To be done. Repeat each of the rows below word for word, leaving out the pictures.
--
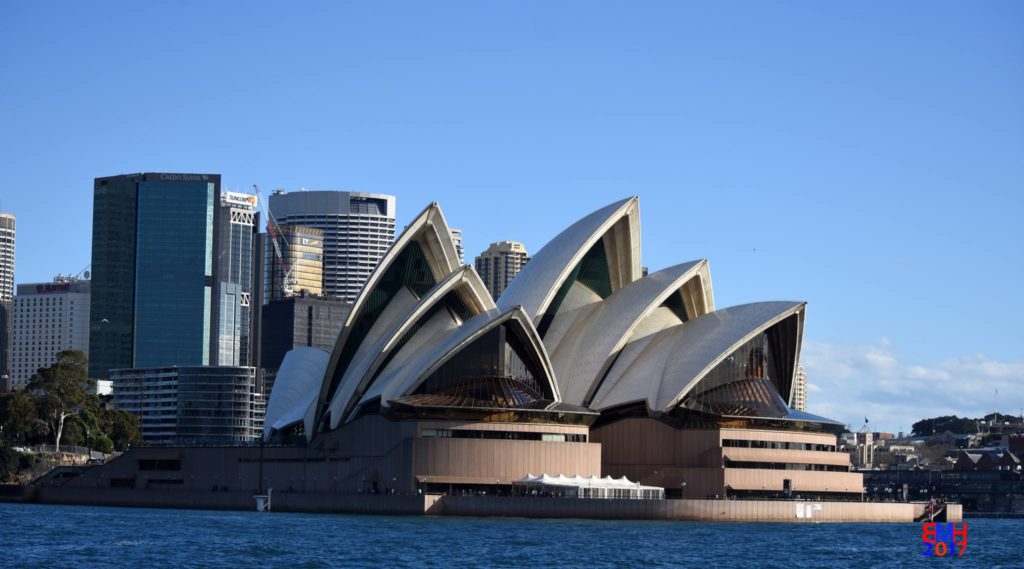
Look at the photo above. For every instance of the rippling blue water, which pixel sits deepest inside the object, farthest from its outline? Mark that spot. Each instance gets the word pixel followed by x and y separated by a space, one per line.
pixel 34 535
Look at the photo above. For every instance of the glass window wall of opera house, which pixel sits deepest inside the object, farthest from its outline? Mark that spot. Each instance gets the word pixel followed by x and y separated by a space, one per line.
pixel 585 366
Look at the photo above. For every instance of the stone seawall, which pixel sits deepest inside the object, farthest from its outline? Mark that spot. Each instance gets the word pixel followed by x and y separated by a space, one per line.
pixel 432 505
pixel 695 510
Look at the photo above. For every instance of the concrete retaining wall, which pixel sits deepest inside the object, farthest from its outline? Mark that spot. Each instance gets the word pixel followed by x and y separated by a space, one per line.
pixel 704 510
pixel 695 510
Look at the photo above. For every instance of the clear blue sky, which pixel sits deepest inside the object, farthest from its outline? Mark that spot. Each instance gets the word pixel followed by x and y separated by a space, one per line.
pixel 867 158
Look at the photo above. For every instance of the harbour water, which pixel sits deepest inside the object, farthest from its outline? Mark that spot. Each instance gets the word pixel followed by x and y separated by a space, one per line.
pixel 33 535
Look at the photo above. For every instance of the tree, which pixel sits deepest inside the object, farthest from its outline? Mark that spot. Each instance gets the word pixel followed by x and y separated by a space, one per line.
pixel 62 390
pixel 18 418
pixel 940 425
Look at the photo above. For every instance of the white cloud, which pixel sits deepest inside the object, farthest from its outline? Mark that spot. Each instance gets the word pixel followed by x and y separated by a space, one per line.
pixel 854 382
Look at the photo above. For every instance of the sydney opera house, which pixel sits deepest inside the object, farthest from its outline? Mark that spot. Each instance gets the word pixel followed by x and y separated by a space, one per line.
pixel 583 367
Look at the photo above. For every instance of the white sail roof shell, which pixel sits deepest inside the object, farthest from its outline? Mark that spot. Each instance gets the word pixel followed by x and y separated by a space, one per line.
pixel 595 338
pixel 295 388
pixel 376 347
pixel 537 283
pixel 662 368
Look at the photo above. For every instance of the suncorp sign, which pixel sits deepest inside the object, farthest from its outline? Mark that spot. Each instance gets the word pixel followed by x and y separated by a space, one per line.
pixel 236 199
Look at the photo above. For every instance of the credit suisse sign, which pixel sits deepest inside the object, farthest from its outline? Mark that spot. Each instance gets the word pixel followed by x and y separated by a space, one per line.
pixel 54 288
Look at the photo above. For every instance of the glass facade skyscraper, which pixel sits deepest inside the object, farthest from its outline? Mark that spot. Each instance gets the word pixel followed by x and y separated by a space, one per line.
pixel 238 224
pixel 357 227
pixel 7 230
pixel 174 273
pixel 153 271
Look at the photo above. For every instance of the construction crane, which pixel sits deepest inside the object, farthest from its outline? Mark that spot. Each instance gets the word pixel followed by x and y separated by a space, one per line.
pixel 273 232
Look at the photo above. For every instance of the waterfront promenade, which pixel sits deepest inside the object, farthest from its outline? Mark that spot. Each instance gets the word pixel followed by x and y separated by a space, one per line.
pixel 484 506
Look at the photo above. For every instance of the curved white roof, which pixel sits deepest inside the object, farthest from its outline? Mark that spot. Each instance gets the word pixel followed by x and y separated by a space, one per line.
pixel 401 379
pixel 360 370
pixel 295 388
pixel 664 367
pixel 540 279
pixel 430 231
pixel 591 344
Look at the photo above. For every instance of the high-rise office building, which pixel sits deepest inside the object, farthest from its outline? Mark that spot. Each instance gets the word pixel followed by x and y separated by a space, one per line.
pixel 193 404
pixel 237 226
pixel 457 237
pixel 500 263
pixel 294 263
pixel 154 271
pixel 49 317
pixel 800 389
pixel 357 227
pixel 7 231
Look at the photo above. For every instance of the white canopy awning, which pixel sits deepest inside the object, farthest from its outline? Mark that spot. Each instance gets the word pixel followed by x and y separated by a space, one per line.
--
The output.
Look at the photo above. For every instance of the rippling blue water, which pixel sits deepest inside the object, farthest from its outline? Mark that spot. Each instance gets the word pixel followed by x and y separated by a space, one per line.
pixel 34 535
Look at the photo above. For every instance of the glass window wall of opera house, which pixel sits deepest inside the object, farthest from its outline? Mark that spot. Each instance gets the word pixel followed by x and y separated by a space, one per line.
pixel 585 366
Look at the photo above. For every instance of the stone seawall, which pixel sits deepest inside the object, farthest from its outline? Mark that spot. Each instance gets the word pixel followed by x and y separated by a space, one per line.
pixel 432 505
pixel 695 510
Look at the photo above. For every instance of the concrete retaining wall, which pixel sits deepest inside the object, farthest from its outline? Mark that spot. Each instance gets the word pixel followed by x and y separated by a space, one per line.
pixel 704 510
pixel 695 510
Look at the photo above. For every instance of the clear blue sky, which pixel sits deepest inside the object, farthest from its outline? Mark that spot. Each instance gets the word pixel followed by x and y separated by a space, one per line.
pixel 867 158
Look at the photo above. For every instance of the harbour water, which pixel sits deepest inside the object, farthest from its outline? Mark that spot. Each instance gets the word pixel followed by x and y separated by a space, one per line.
pixel 33 535
Look at the photo above. For every instance of the tree, which pixel sits deepest inside the object, farthest from its outline? Mark that spot. Each instance gets the word pixel followed by x and y separated by a space, one per line.
pixel 62 390
pixel 18 418
pixel 940 425
Look at the photo above. For every instance of the white cloud, which pixel sits deepest inside the object, farthest from its outline? Mark that spot. Each instance gets the word pixel followed by x and y separated by a space, one per line.
pixel 854 382
Look at the photo above. For every instance of the sydney opera house, which pixel sits deepest inside the object, farthest from its outline? Mark that spot. Each instance gets the word pixel followed by x and y separated by a space, one per line.
pixel 583 367
Look at the photo above. For every instance of the white sail roof shell, which pixel sits deepest inside the object, farthest from its outline? Mark that spot. Each instance gets the word pixel followed by x and y separated by a space, one per line.
pixel 595 338
pixel 295 388
pixel 376 347
pixel 537 283
pixel 662 368
Look at the photo above. For every instance of the suncorp sign, which pixel sits deepest inside the object, farthest from its outline? Mark that spot. Each instance gets the word pixel followed by x and y separated by a space, one per line.
pixel 236 199
Look at the photo above. For every instance of the credit suisse sign, which pixel sits deepest inside the object, farthest from its outline? Mark that spot. Each instance gets the word pixel followed by x and y separated by a space, one per line.
pixel 54 288
Look at the photo above. For every instance of the glass facade skyscraper, which pixel sits deepest inside the object, farthest from its outline? Mark that spot. Each instance gets the word pixel followed by x and y separated by a space, one per line.
pixel 238 224
pixel 357 227
pixel 7 230
pixel 174 273
pixel 153 271
Look at the photo above. For every instance of the construction crane, which pixel sits deepest inside the object, farthest from its outline? Mark that spot. Each instance gets the word pixel followed by x and y separated by a space, one per line.
pixel 273 232
Look at the photo above. For every instance of the waterfront promenade, which pixel sits deepest inside the object, farthest from its outline? Mark that spot. Each instance gets the word pixel followed by x and y separated by a space, one per line.
pixel 484 506
Look at the photo above. For every instance of the curved white roof, which pixel sits deepest inside the object, farthest from its outline? Mark that spot. Each instance gets the word pixel followed by x and y separated by a space, one per line.
pixel 401 379
pixel 360 370
pixel 295 388
pixel 664 367
pixel 540 279
pixel 430 231
pixel 591 344
Look at the photo above. For every instance of the high-rise office building, which pixel sits deepest inside the object, farthest from its outline? Mark that spot. Each instance gets the word pixel followed by x and y separated by a space, one per line.
pixel 193 404
pixel 237 226
pixel 457 237
pixel 500 263
pixel 294 263
pixel 154 271
pixel 49 317
pixel 800 389
pixel 357 227
pixel 7 231
Look at the photo above. For every instance of the white canopy awning, which pixel sits deepest inside the object, farthest from its outline? Mark that spot. Each instance gets the word pixel followed by x and y separated by a space, one per line.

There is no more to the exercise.